** Begin Source extract **
Lawrence Wilkerson, who served as former Secretary of State Colin Powell’s chief of staff and now chairs the New America Foundation/US-Cuba 21st Century Policy Initiative, writes an op-ed titled “Some Truths about Guantanamo Bay” for the Washington Note. Wilkerson explains why he believes so many people were captured and so many of those were tortured, for so little gain, and in the process covers several other issues regarding the Bush administration.
Handling of Terror Suspects - Wilkerson writes that the entire process of capturing, detaining, and processing suspected Islamist militants was marked by incompetence and a casual, improvisational approach. Most of the “suspects” captured during the first weeks and months of the Afghanistan invasion (see October 7, 2001) were merely picked up in sweeps, or bought from corrupt regional warlords, and transported wholesale to a variety of US bases and military camps, and then sent to Guantanamo, mostly in response to then-Defense Secretary Rumsfeld’s exhortation to “just get the b_stards to the interrogators.” Wilkerson blames the civilian leadership, for failing to provide the necessary information and guidance to make sensible, informed decisions about who should and should not have been considered either terror suspects or potential sources of information. When detainees were found not to have had any ties to Islamist radical groups, nor had any real intelligence value, they were kept at Guantanamo instead of being released. Wilkerson writes that “to have admitted this reality would have been a black mark on their leadership from virtually day one of the so-called Global War on Terror and these leaders already had black marks enough.… They were not about to admit to their further errors at Guantanamo Bay. Better to claim that everyone there was a hardcore terrorist, was of enduring intelligence value, and would return to jihad if released.” He writes that State Department attempts to rectify the situation “from almost day one” experienced almost no success.
** End Source extract **
** Begin Entries provided **
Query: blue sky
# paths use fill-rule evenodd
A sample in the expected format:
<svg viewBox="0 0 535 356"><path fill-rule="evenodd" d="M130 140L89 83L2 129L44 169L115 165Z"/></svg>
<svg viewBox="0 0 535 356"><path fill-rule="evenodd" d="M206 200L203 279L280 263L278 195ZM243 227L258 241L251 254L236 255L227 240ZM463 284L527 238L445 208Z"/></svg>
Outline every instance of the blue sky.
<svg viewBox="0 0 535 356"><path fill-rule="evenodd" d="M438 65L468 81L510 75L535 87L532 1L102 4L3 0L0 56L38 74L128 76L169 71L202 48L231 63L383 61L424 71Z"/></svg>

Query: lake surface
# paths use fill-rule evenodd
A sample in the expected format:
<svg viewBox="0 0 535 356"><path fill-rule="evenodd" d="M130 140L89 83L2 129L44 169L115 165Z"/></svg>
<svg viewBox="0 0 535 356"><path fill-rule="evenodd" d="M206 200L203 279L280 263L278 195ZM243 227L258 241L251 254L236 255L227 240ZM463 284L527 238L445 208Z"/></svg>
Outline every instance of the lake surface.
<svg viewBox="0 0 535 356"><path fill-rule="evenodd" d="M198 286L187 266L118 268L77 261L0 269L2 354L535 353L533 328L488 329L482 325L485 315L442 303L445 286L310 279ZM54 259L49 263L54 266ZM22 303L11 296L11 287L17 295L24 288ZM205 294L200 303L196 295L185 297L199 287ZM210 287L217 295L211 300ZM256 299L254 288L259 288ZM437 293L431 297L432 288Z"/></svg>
** End Entries provided **
### What to do
A - Decide whether each statement agrees with the Guantanamo op-ed passage, answering yes or no and quoting the words of the passage that settle it: (i) Wilkerson chairs the New America Foundation/US-Cuba 21st Century Policy Initiative; (ii) detainees found to have no ties to Islamist radical groups were released; (iii) State Department attempts to rectify the situation met with considerable success.
B - Go on with the Guantanamo op-ed passage, starting right after its last sentence.

### The answers
A -
(i) Yes: "now chairs the New America Foundation/US-Cuba 21st Century Policy Initiative"
(ii) No: "they were kept at Guantanamo instead of being released"
(iii) No: "experienced almost no success"

B -
Data Mining Called for Large Numbers of Detainees - Wilkerson notes what he calls “ad hoc intelligence philosophy that was developed to justify keeping many of these people,” a data mining concept called in the White House “the mosaic philosophy.” He explains: “Simply stated, this philosophy held that it did not matter if a detainee were innocent. Indeed, because he lived in Afghanistan and was captured on or near the battle area, he must know something of importance (this general philosophy, in an even cruder form, prevailed in Iraq as well, helping to produce the nightmare at Abu Ghraib). All that was necessary was to extract everything possible from him and others like him, assemble it all in a computer program, and then look for cross-connections and serendipitous incidentals—in short, to have sufficient information about a village, a region, or a group of individuals, that dots could be connected and terrorists or their plots could be identified. Thus, as many people as possible had to be kept in detention for as long as possible to allow this philosophy of intelligence gathering to work. The detainees’ innocence was inconsequential. After all, they were ignorant peasants for the most part and mostly Muslim to boot.” Unfortunately for this data mining effort, the gathering, cataloging, and maintenance of such information was carried out with what he calls “sheer incompetence,” rendering the information structure virtually useless either for intelligence or in prosecuting terror suspects.
No Information of Value Gained from Guantanamo Detainees - And, Wilkerson adds, he is not aware of any information gathered from Guantanamo detainees that made any real contribution to the US’s efforts to combat terrorism: “This is perhaps the most astounding truth of all, carefully masked by men such as Donald Rumsfeld and Richard Cheney in their loud rhetoric—continuing even now in the case of Cheney—about future attacks thwarted, resurgent terrorists, the indisputable need for torture and harsh interrogation, and for secret prisons and places such as Gitmo.”
Hindrance to Prosecution - This incompetence in gathering and storing information had a powerful impact on the ability of the US to prosecute the two dozen or so detainees who actually might be what Wilkerson calls “hardcore terrorists.” For these and the other detainees, he writes, “there was virtually no chain of custody, no disciplined handling of evidence, and no attention to the details that almost any court system would demand” (see January 20, 2009).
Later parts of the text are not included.